## [What is asked]
Begin at the line that contains "Teacher note: please indicate the bicycle tire" and repeat every line from there to the end of the records below, inclusive, without adding any other line.

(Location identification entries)
····················
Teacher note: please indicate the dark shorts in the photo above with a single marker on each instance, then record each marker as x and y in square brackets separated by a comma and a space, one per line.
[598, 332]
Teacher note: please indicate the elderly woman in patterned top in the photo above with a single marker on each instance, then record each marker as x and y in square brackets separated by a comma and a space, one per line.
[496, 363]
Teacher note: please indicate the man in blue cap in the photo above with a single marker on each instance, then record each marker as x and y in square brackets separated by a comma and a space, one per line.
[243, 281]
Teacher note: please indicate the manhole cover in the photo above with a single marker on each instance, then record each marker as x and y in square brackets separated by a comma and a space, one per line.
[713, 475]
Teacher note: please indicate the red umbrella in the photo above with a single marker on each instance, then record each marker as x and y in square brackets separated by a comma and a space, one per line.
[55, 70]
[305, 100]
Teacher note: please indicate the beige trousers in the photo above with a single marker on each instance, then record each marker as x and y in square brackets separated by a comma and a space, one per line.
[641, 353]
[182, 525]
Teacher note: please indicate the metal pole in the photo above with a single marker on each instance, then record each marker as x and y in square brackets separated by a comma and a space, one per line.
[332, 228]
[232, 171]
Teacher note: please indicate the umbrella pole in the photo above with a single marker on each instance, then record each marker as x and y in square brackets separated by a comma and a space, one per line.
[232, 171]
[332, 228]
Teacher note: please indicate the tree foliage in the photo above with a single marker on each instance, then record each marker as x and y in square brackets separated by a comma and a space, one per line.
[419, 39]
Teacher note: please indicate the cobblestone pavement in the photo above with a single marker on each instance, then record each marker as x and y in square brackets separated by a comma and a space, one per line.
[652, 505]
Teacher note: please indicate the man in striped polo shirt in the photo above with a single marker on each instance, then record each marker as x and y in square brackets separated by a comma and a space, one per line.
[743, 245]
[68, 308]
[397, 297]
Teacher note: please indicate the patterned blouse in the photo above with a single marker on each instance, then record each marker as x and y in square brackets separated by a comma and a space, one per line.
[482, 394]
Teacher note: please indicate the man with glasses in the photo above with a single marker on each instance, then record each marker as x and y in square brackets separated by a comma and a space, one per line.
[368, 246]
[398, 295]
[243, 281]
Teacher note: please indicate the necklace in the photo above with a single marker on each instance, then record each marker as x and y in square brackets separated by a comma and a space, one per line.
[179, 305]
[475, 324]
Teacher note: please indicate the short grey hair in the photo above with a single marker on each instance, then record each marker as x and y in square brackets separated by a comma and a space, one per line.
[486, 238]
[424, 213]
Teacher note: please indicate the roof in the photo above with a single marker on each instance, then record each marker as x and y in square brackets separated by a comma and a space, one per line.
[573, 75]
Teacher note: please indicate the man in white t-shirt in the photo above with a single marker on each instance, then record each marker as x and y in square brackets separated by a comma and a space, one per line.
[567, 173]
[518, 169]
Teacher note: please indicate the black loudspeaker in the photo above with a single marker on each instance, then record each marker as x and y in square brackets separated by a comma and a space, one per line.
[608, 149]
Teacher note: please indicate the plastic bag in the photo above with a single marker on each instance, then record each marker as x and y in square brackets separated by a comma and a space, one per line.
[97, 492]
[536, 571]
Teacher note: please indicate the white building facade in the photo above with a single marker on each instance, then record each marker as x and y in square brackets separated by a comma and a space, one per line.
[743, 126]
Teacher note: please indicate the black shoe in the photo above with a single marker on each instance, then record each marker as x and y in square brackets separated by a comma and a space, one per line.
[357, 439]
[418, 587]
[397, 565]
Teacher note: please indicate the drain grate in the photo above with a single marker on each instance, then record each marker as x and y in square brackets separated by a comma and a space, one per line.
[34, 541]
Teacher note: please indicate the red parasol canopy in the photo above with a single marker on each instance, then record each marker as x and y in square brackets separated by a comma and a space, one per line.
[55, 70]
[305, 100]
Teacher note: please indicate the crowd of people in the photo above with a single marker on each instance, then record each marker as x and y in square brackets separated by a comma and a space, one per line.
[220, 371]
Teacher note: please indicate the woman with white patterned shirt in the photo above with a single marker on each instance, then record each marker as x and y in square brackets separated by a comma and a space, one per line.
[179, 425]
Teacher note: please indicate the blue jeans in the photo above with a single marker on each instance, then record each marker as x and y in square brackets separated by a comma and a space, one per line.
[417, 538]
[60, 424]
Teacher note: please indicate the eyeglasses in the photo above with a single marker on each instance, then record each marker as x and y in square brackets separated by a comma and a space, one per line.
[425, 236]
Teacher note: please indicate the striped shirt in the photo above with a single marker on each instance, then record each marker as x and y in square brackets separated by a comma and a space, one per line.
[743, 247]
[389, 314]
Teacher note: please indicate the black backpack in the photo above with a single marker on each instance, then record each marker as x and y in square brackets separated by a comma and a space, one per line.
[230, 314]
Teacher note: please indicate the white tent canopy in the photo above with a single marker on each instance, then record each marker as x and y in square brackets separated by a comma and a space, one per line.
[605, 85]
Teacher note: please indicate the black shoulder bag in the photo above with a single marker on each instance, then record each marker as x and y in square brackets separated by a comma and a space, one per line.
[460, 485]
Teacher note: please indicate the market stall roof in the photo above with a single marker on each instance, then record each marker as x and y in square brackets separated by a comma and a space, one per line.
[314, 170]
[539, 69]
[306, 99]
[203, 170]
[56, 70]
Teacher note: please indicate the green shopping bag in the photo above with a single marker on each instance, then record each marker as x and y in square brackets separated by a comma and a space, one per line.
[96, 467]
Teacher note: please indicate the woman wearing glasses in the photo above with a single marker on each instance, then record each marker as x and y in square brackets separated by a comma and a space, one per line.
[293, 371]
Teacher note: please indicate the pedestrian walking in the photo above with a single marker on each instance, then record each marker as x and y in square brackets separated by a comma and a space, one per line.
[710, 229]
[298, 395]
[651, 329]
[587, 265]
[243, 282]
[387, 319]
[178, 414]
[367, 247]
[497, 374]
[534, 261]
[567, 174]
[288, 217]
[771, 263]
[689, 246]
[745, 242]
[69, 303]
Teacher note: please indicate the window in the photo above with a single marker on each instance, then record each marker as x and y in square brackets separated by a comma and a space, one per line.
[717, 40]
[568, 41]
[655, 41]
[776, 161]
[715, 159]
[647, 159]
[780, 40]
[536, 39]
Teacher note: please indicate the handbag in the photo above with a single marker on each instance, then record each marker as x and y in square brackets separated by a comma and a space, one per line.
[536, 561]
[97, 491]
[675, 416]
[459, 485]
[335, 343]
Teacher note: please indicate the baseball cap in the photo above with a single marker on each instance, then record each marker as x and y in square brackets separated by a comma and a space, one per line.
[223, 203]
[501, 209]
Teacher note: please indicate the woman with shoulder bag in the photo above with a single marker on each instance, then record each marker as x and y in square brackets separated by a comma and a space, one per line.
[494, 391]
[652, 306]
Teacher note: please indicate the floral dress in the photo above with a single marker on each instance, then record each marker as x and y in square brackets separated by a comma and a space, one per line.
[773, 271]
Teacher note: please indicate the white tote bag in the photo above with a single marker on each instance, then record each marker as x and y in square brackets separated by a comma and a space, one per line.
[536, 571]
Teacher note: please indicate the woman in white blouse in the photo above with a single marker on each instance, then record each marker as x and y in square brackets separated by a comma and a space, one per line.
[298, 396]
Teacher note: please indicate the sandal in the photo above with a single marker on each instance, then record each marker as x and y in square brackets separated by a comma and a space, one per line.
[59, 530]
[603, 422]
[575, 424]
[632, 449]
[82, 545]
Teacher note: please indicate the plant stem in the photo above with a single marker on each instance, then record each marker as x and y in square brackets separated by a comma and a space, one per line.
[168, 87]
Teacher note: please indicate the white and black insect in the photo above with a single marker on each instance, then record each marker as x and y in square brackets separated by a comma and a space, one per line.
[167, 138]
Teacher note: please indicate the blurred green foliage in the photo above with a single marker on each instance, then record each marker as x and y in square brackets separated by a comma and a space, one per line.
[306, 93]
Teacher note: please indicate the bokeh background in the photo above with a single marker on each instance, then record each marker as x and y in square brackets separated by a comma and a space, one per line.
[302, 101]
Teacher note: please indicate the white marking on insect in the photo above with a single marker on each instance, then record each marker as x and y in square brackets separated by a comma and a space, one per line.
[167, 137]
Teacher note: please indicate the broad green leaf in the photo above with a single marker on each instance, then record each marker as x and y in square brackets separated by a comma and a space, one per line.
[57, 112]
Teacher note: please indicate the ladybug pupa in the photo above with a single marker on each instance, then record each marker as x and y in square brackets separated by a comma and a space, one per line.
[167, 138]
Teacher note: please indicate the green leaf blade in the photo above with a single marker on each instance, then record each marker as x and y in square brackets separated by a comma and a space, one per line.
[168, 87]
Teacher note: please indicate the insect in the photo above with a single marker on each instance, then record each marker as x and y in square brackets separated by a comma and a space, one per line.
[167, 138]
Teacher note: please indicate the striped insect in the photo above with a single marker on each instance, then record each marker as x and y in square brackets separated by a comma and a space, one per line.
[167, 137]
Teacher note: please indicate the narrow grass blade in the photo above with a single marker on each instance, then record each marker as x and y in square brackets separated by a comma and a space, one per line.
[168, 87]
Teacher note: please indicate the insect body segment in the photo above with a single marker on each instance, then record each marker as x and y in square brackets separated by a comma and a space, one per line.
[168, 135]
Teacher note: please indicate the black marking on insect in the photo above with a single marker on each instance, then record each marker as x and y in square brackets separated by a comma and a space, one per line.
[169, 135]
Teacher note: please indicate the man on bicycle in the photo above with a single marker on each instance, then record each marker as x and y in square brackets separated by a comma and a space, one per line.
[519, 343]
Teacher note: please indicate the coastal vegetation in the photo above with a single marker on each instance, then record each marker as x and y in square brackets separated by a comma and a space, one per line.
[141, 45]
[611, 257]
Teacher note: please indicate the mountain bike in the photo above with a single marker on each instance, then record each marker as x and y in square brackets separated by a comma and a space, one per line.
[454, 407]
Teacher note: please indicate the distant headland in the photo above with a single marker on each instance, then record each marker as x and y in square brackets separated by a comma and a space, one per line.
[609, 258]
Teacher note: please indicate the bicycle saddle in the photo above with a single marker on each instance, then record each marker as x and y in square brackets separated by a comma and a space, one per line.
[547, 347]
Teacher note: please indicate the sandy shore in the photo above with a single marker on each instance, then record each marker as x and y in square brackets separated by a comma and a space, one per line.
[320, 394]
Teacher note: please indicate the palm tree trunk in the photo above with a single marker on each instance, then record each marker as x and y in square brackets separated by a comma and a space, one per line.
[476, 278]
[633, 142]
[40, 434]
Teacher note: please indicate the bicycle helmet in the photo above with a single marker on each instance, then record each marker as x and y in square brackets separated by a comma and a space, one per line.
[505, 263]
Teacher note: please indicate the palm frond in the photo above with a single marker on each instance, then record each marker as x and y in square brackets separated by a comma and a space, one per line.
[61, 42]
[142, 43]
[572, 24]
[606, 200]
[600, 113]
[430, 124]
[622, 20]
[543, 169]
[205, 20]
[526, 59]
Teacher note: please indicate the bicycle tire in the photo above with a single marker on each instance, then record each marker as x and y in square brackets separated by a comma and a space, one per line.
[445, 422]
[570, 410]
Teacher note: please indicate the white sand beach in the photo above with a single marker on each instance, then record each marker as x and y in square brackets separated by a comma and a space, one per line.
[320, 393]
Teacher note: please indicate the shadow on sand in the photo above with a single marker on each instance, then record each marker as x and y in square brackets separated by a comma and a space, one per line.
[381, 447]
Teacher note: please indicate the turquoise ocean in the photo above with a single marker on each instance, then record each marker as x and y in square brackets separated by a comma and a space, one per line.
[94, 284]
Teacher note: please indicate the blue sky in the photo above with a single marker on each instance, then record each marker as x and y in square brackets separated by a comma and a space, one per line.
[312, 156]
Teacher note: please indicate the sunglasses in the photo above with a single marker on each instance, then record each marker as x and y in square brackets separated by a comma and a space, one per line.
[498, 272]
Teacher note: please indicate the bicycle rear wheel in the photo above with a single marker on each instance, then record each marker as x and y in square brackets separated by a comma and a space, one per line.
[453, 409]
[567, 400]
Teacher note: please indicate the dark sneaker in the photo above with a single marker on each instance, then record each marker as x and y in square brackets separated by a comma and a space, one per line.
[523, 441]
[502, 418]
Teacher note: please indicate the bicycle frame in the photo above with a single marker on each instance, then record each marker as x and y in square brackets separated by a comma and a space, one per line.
····················
## [Answer for the task]
Teacher note: please indicate the bicycle tire in the photo above with a single marker on each instance, then record each marker as x and y in square brackets separated by a comma and a space, one per line.
[445, 422]
[570, 410]
Teacher note: please indicate the white sand beach in the photo above with a single marker on each instance, then record each marker as x and y in square brackets separated by a comma and a space, one per line.
[320, 393]
Teacher note: please indicate the shadow on sand in the photo above with a single marker on each instance, then record each marker as x and y in square brackets separated by a comma and a space, one per line.
[381, 447]
Teacher note: please indicate the turquoise ocean in the photo above with a single marker on each instance, then record each marker as x and y in square brackets separated by a comma and a space, one per line.
[94, 284]
Teacher note: please indicate the blue sky in the photo above with a single marker on each instance, then record each marker as x and y in square brackets separated by a comma and a space, one per line.
[312, 156]
Teacher note: please indicate the sunglasses in the photo above with a single marker on each instance, then record each marker as x and y in square brackets separated by a comma and a space, one per line.
[498, 272]
Teacher note: please indicate the bicycle rear wheel in the photo above with a single marker on each instance, then record each marker as x and y in square brackets separated by a comma and a space, one per line.
[453, 409]
[567, 400]
Teacher note: please indicate the dark sneaker in the photo above with a single marker on each instance, then record each marker as x and y in square brackets separated by a comma and a space, one per line.
[523, 441]
[502, 418]
Teacher note: please indicate the bicycle frame in the photo above with a single marker on each instance, then record each marker as x and y in square brackets separated by a comma and a space, one per line.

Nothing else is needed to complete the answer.